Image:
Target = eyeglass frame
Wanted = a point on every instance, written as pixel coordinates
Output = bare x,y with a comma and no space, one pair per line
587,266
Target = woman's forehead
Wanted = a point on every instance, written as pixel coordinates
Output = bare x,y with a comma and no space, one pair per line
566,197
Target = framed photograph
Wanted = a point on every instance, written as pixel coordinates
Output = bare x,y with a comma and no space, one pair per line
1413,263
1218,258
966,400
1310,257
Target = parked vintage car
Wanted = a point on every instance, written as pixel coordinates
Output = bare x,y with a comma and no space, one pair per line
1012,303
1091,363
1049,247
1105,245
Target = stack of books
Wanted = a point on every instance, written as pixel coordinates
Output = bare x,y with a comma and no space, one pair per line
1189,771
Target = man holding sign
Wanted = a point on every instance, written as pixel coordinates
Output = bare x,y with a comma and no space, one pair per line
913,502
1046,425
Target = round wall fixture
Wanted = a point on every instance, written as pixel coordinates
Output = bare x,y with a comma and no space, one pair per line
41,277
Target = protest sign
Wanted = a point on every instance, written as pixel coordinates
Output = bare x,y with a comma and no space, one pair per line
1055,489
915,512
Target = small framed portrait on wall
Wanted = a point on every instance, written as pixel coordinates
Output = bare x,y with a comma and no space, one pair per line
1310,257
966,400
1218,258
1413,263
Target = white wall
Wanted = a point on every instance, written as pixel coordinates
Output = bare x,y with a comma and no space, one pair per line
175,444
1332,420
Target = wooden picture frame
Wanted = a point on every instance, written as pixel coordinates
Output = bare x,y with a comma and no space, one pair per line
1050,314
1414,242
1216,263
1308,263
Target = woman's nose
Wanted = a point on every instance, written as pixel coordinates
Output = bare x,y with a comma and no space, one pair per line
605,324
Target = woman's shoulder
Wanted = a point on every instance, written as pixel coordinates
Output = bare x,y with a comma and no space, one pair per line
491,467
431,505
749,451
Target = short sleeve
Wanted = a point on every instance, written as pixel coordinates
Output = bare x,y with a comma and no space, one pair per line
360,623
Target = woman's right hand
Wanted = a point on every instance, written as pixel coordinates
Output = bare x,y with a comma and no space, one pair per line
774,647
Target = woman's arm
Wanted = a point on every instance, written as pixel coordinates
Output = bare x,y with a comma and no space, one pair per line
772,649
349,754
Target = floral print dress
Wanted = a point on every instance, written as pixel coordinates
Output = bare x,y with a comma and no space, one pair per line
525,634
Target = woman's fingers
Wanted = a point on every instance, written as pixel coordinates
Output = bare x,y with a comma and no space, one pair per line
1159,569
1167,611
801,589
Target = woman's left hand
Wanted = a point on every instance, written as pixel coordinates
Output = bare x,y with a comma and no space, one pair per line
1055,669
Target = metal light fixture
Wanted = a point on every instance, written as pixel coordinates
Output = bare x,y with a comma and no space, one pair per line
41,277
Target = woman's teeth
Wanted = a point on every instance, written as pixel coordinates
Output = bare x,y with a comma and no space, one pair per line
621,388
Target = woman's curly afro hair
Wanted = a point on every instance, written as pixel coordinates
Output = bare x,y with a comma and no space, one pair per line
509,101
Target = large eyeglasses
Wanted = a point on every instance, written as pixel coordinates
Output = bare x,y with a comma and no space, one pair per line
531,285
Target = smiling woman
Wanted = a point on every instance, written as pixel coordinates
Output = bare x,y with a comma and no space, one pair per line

--*--

TASK DETAILS: Retype, exactly and with nothing added, the lines of the material above from the first through the one that contains "Target = parked vintage car".

REPLY:
Image:
Target = eyeglass frame
Wanted = a point on every instance, written as pixel coordinates
Output = bare x,y with a comma and no space, one pair per line
587,266
Target = woman's forehead
Wanted = a point on every instance, written as pixel coordinates
Output = bare x,y with a comma and no space, one pair per line
566,197
Target = framed photograph
Wanted = a point on every instance, written as pixel coordinates
Output = bare x,y with a comma and no space, one pair per line
1413,263
1218,258
966,400
1310,257
Target = parked vintage car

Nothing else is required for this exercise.